* **Tekstfragment**
□ □ □ □
49. De huidige invulling in het ontwerpbesluit kent simpelweg te veel onduidelijkheden en mazen waardoor de ND-5 toets zijn doel voorbijschiet. Immers iedere onduidelijkheid en maas leiden tot een mogelijkheid voor KPN om de ND-5 toets te omzeilen.

(13)

50. Ten onrechte gaat het Ontwerpbesluit bij de invulling van de ND-5-toets uit van een EEO- in plaats van een REO-benadering, althans het Ontwerpbesluit niet voor de schaal- en breedtevoordelen die KPN geniet.
□ □ □ □
* **Opdrachten**
1. Beoordeel of de volgende uitspraken overeenkomen met het tekstfragment over de ND-5-toets. Antwoord per uitspraak met ja of nee en citeer de woorden uit de tekst die de doorslag geven.
(a) Elke onduidelijkheid in de huidige invulling geeft KPN een mogelijkheid om de ND-5-toets te omzeilen.
(b) Het ontwerpbesluit gaat bij de invulling van de ND-5-toets uit van een REO-benadering.
(c) Door de huidige invulling schiet de ND-5-toets zijn doel voorbij.
2. Zet het tekstfragment over de ND-5-toets voort vanaf het punt waar het ophoudt.

* **Ruwe gegevens**
□ □ □ □
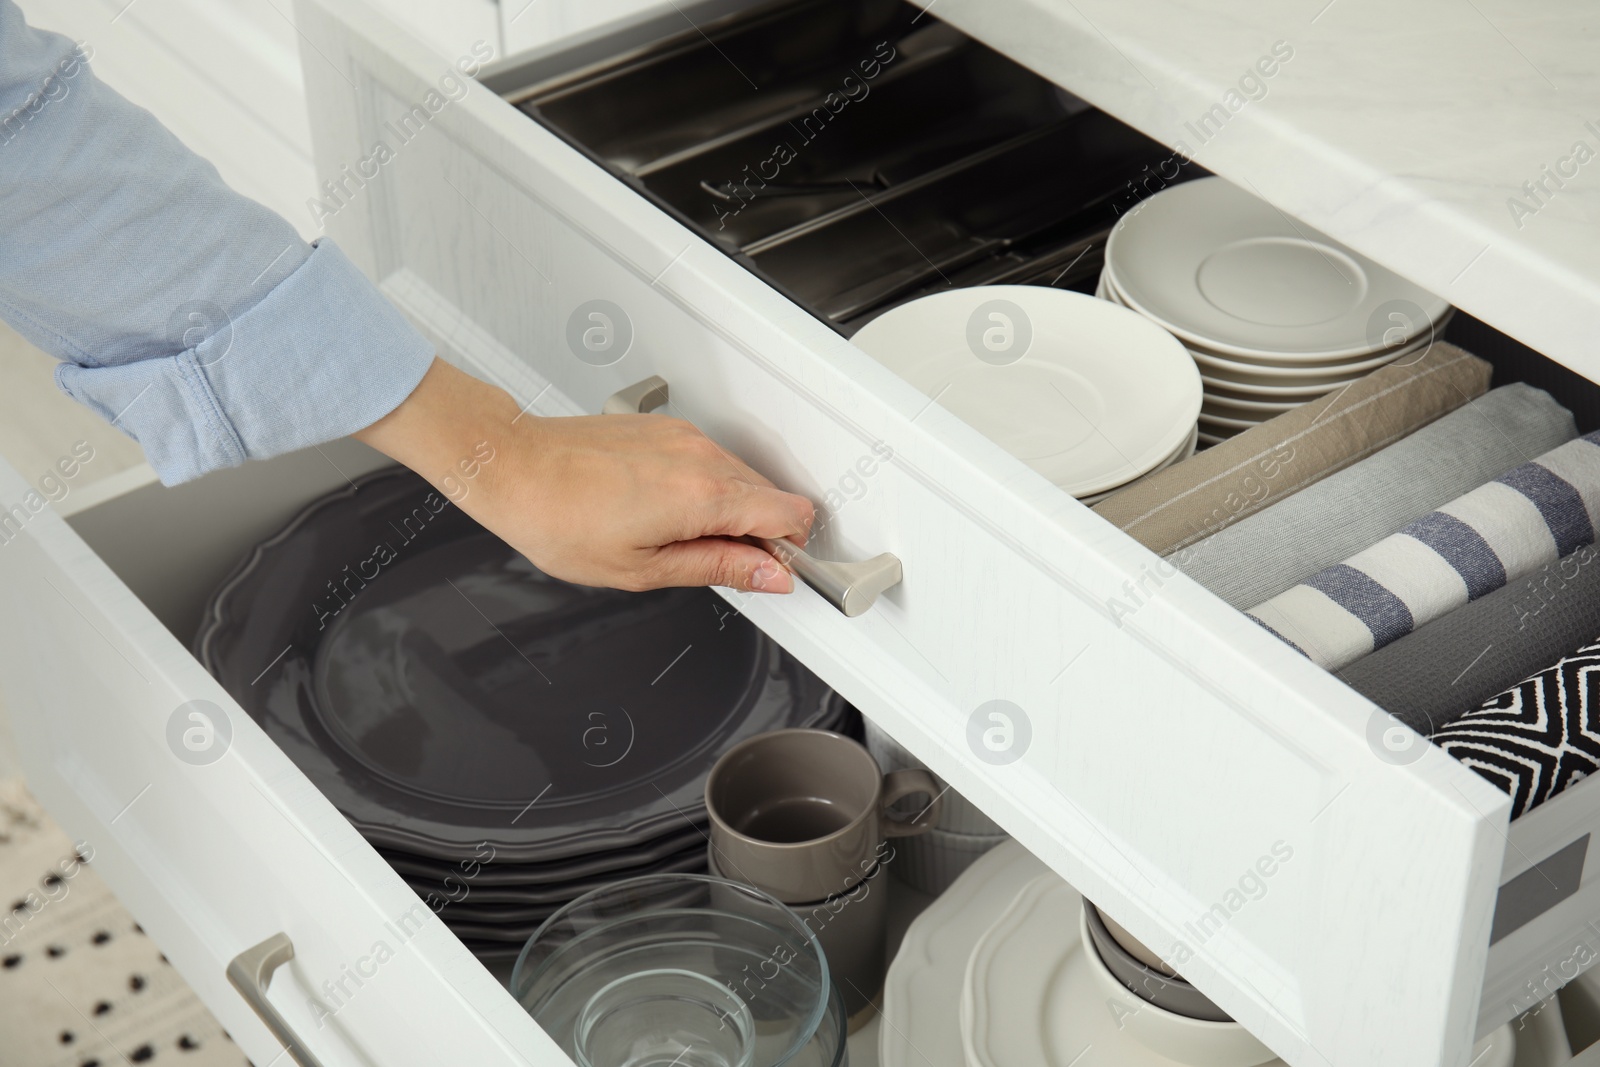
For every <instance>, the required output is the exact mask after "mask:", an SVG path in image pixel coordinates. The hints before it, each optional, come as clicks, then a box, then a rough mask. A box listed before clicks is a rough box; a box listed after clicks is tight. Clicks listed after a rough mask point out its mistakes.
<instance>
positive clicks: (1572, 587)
□ □ □ □
* **Antwoorden**
1.
(a) Ja: "Immers iedere onduidelijkheid en maas leiden tot een mogelijkheid voor KPN om de ND-5 toets te omzeilen."
(b) Nee: "gaat het Ontwerpbesluit bij de invulling van de ND-5-toets uit van een EEO- in plaats van een REO-benadering"
(c) Ja: "te veel onduidelijkheden en mazen waardoor de ND-5 toets zijn doel voorbijschiet"

2.
51. Het Ontwerpbesluit kiest er bij de invulling van de ND-5 toets voor om uit te gaan van de voortbrengingswijze en de kostenstructuur van KPN. In randnummer 693 van het Ontwerpbesluit overweegt OPTA daarover het volgende:

“693. Bij de beoordeling van de prijstechnische repliceerbaarheid dient, naar het oordeel van het college, te worden uitgegaan van de wijze waarop KPN de diensten voortbrengt en niet van de voortbrengingswijze van de (grootste) efficiënte concurrent. Het college gaat ervan uit dat KPN een efficiënte aanbieder is. Het college acht het niet wenselijk dat partijen die minder efficiënt zijn dan KPN tegen marge-uitholling beschermd worden, ook niet als sprake is van kostennadelen die niet tijdelijk van aard zijn. Immers, als ook minder efficiënte partijen beschermd worden, zou dat tot structureel hogere prijzen voor eindgebruikers kunnen leiden.”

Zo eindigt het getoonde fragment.